*** Opening of MATERIAL TO PROCESS ***
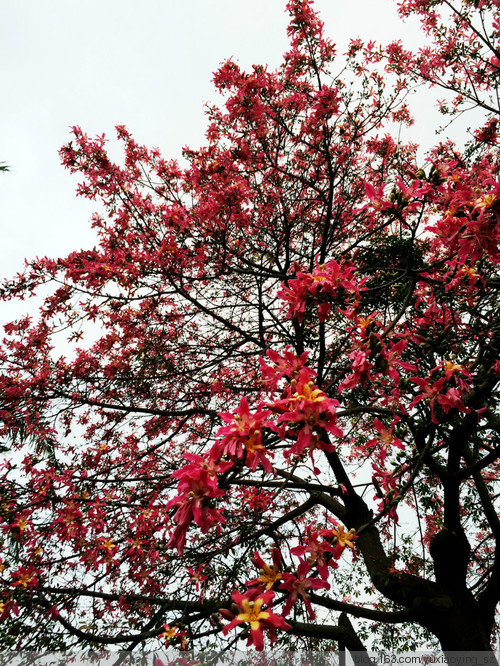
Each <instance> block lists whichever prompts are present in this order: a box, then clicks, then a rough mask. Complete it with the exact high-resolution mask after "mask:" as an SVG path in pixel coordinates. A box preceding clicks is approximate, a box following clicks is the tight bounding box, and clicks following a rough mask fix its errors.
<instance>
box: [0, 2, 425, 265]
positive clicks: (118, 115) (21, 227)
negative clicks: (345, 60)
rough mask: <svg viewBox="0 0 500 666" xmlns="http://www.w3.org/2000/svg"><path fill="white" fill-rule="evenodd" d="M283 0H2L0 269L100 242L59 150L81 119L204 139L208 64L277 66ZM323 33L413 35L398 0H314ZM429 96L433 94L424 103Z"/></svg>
mask: <svg viewBox="0 0 500 666" xmlns="http://www.w3.org/2000/svg"><path fill="white" fill-rule="evenodd" d="M285 5H286V0H251V2H249V1H248V0H185V2H183V3H182V4H181V2H180V1H179V0H0V67H1V78H0V85H1V92H2V101H1V105H0V117H1V122H0V161H5V162H7V163H8V164H9V165H10V168H11V170H10V172H9V173H6V174H1V173H0V231H1V237H0V238H1V242H0V266H1V268H0V277H10V276H12V275H13V274H15V273H16V272H17V271H19V270H21V269H22V266H23V260H24V258H25V257H28V258H33V257H35V256H45V255H47V256H59V255H63V254H65V253H68V252H70V251H72V250H76V249H79V248H81V247H84V246H92V245H93V240H92V239H93V236H92V233H91V231H90V228H89V223H88V222H89V218H90V214H91V212H92V211H93V210H94V209H95V204H92V202H87V201H84V200H83V199H77V198H76V197H75V195H74V192H75V187H76V185H77V182H78V179H77V178H76V177H75V176H70V175H69V174H68V173H67V172H66V171H65V170H64V169H63V168H62V167H61V166H60V163H59V156H58V152H57V151H58V149H59V148H60V147H61V146H62V145H63V144H64V143H66V142H67V141H68V140H69V138H70V133H69V127H70V126H71V125H80V126H81V127H82V129H83V130H84V131H85V132H87V133H88V134H90V135H95V134H102V133H105V134H106V136H108V137H110V138H112V137H114V126H115V125H117V124H124V125H126V126H127V127H128V129H129V130H130V131H131V132H132V133H133V135H134V137H135V138H136V139H137V140H138V141H139V143H144V144H146V145H148V146H158V147H159V148H160V149H161V150H162V152H163V154H164V156H165V157H180V151H181V147H182V146H184V145H189V146H191V147H198V146H199V145H200V144H201V143H203V134H204V130H205V125H206V121H205V118H204V114H203V105H204V104H205V103H206V102H209V101H217V96H216V94H215V91H214V88H213V84H212V83H211V78H212V73H213V71H214V70H215V69H216V68H217V67H218V65H219V63H220V62H222V61H223V60H225V59H227V58H229V57H233V58H235V59H237V60H238V61H239V62H240V64H241V65H242V66H243V67H245V68H248V67H250V66H251V64H253V63H263V64H264V63H268V64H269V65H270V66H271V67H275V66H277V65H278V64H279V63H280V58H281V55H282V54H283V53H284V51H285V50H286V48H287V38H286V25H287V20H288V16H287V14H286V12H285ZM315 7H316V9H317V10H318V11H320V14H321V18H322V20H323V21H324V22H325V32H326V34H327V35H328V36H330V37H331V38H332V39H334V41H336V42H337V44H338V46H339V52H342V51H343V50H345V46H346V45H347V43H348V41H349V38H350V37H356V36H361V37H362V38H365V39H375V40H379V41H382V42H388V41H390V40H391V39H394V38H403V39H404V41H405V42H406V43H408V41H409V40H410V41H413V38H414V37H417V32H418V31H417V30H416V28H415V26H416V23H413V24H412V26H409V25H406V26H403V25H402V24H401V23H400V22H399V20H398V19H397V16H396V4H395V2H394V0H316V3H315ZM432 106H433V102H432V101H431V100H430V99H429V108H430V110H429V112H430V111H431V110H432Z"/></svg>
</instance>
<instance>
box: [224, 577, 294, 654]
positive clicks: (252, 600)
mask: <svg viewBox="0 0 500 666" xmlns="http://www.w3.org/2000/svg"><path fill="white" fill-rule="evenodd" d="M231 597H232V599H233V601H234V602H235V603H236V604H237V605H238V606H239V607H240V608H241V610H242V612H241V613H239V614H238V615H237V616H236V617H235V618H234V619H233V620H232V622H230V623H229V624H227V625H226V626H225V627H224V629H223V630H222V632H223V633H224V635H226V634H227V633H228V632H229V631H230V630H231V629H234V627H236V626H238V625H239V624H242V623H248V624H249V625H250V636H249V638H248V642H247V645H254V646H255V649H256V650H259V651H262V650H263V649H264V634H263V631H264V630H265V631H266V632H267V634H268V636H269V639H270V640H271V643H274V642H275V641H276V640H277V639H276V633H275V630H276V629H285V630H287V629H291V628H292V627H291V626H290V625H289V624H287V623H286V622H285V620H284V619H283V618H282V617H281V615H276V613H273V612H271V611H270V610H269V606H270V604H271V602H272V600H273V599H274V592H273V591H272V590H268V591H267V592H261V591H260V590H259V589H258V588H252V589H250V590H248V591H247V592H245V594H241V593H240V592H238V591H237V590H235V591H234V592H233V594H232V595H231ZM263 606H267V608H266V610H263Z"/></svg>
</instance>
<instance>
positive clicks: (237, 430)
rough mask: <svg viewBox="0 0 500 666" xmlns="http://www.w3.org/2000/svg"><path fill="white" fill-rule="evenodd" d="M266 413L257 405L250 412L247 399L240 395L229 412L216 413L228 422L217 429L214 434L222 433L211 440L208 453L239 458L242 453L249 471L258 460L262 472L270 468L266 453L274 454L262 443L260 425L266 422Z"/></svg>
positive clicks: (267, 410)
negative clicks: (217, 439) (225, 424)
mask: <svg viewBox="0 0 500 666" xmlns="http://www.w3.org/2000/svg"><path fill="white" fill-rule="evenodd" d="M270 413H271V412H269V411H268V410H262V409H261V407H260V406H258V407H257V411H256V412H254V413H253V414H251V413H250V407H249V405H248V400H247V399H246V398H241V401H240V406H239V407H238V409H237V410H235V411H234V412H233V413H231V412H222V413H220V414H219V416H220V417H221V419H222V420H223V421H226V423H228V425H227V426H222V428H220V429H219V431H218V433H217V435H224V437H223V438H222V439H221V440H220V441H219V442H217V443H216V444H214V446H213V447H212V449H211V451H210V455H211V456H214V457H216V458H220V457H222V456H230V457H231V458H237V459H241V458H243V457H244V456H245V454H246V464H247V466H248V467H249V468H250V469H251V470H252V471H255V470H256V469H257V465H258V464H259V463H260V464H261V465H262V467H263V468H264V471H265V472H268V473H269V472H272V469H273V468H272V465H271V463H270V461H269V459H268V458H267V456H273V455H274V454H273V453H271V452H269V451H267V450H266V449H265V448H264V445H263V444H262V429H263V428H265V427H266V426H267V425H268V424H267V421H266V418H267V417H268V416H269V414H270Z"/></svg>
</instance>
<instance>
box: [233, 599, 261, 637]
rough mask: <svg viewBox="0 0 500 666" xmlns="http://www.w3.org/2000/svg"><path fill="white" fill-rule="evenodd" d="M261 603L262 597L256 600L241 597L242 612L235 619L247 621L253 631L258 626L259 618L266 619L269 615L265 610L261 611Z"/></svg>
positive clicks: (240, 620)
mask: <svg viewBox="0 0 500 666" xmlns="http://www.w3.org/2000/svg"><path fill="white" fill-rule="evenodd" d="M263 603H264V602H263V600H262V599H257V600H256V601H249V600H248V599H242V601H241V608H242V609H243V613H240V614H239V615H238V617H237V619H238V620H239V621H240V622H248V623H249V625H250V628H251V629H253V631H255V630H257V629H258V628H259V626H260V625H259V620H267V618H268V617H269V613H268V612H267V611H261V608H262V604H263Z"/></svg>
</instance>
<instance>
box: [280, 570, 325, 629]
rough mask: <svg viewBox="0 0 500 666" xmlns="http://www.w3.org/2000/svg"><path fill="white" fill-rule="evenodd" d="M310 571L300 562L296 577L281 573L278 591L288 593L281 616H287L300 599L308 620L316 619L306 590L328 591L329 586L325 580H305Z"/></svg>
mask: <svg viewBox="0 0 500 666" xmlns="http://www.w3.org/2000/svg"><path fill="white" fill-rule="evenodd" d="M310 570H311V567H310V565H309V564H308V563H307V562H305V561H304V560H301V561H300V564H299V566H298V568H297V575H296V576H295V575H294V574H291V573H287V572H285V573H283V582H282V583H281V585H280V589H281V590H287V591H288V592H289V595H288V597H287V600H286V603H285V606H284V607H283V615H288V613H289V612H290V611H291V609H292V606H293V605H294V604H295V603H296V602H297V601H298V599H299V597H300V598H301V599H302V601H303V602H304V604H305V606H306V608H307V613H308V615H309V619H310V620H314V618H315V617H316V614H315V612H314V611H313V609H312V606H311V601H310V596H309V594H308V590H310V589H313V590H318V589H320V588H323V589H325V590H329V589H330V585H329V583H327V582H326V581H325V580H321V579H319V578H307V574H308V573H309V571H310Z"/></svg>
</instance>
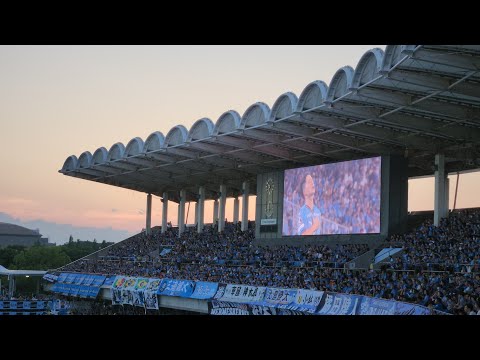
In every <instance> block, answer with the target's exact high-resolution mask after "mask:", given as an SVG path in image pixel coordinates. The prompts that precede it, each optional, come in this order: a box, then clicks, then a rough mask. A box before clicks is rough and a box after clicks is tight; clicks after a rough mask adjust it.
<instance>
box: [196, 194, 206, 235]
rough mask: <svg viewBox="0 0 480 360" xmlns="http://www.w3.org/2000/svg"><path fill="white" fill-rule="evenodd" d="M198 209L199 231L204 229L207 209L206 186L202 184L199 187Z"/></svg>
mask: <svg viewBox="0 0 480 360" xmlns="http://www.w3.org/2000/svg"><path fill="white" fill-rule="evenodd" d="M198 195H199V196H198V211H197V212H196V214H197V232H198V233H201V232H202V231H203V218H204V217H203V212H204V209H205V186H200V188H199V189H198Z"/></svg>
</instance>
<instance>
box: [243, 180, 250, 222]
mask: <svg viewBox="0 0 480 360" xmlns="http://www.w3.org/2000/svg"><path fill="white" fill-rule="evenodd" d="M242 190H243V195H242V231H246V230H248V193H249V192H250V183H249V182H248V181H244V182H243V184H242Z"/></svg>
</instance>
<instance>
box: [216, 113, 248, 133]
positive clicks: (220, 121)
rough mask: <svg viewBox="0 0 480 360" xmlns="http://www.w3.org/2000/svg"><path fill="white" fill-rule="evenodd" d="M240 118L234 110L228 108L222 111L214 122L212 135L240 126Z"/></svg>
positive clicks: (227, 131)
mask: <svg viewBox="0 0 480 360" xmlns="http://www.w3.org/2000/svg"><path fill="white" fill-rule="evenodd" d="M241 122H242V118H241V117H240V114H239V113H238V112H236V111H235V110H229V111H226V112H224V113H223V114H222V115H221V116H220V117H219V118H218V120H217V122H216V123H215V128H214V129H213V135H220V134H225V133H230V132H232V131H235V130H237V129H239V128H240V124H241Z"/></svg>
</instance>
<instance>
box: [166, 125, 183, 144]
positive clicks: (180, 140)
mask: <svg viewBox="0 0 480 360" xmlns="http://www.w3.org/2000/svg"><path fill="white" fill-rule="evenodd" d="M187 136H188V130H187V129H186V128H185V126H183V125H177V126H174V127H173V128H171V129H170V131H169V132H168V134H167V136H166V137H165V146H166V147H168V146H175V145H181V144H184V143H185V142H186V141H187Z"/></svg>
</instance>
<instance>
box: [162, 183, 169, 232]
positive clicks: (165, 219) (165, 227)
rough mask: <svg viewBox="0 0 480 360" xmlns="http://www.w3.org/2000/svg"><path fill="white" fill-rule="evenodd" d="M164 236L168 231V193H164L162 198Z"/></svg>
*** Close of MATERIAL TO PROCESS ***
| DIRECTIONS |
Give back exactly the lines running from the line that has "box: [162, 183, 169, 232]" to the end of the entries above.

| OUTPUT OF THE TASK |
box: [162, 183, 169, 232]
positive clicks: (165, 219) (165, 227)
rough mask: <svg viewBox="0 0 480 360" xmlns="http://www.w3.org/2000/svg"><path fill="white" fill-rule="evenodd" d="M164 236L168 231V193H164L162 198Z"/></svg>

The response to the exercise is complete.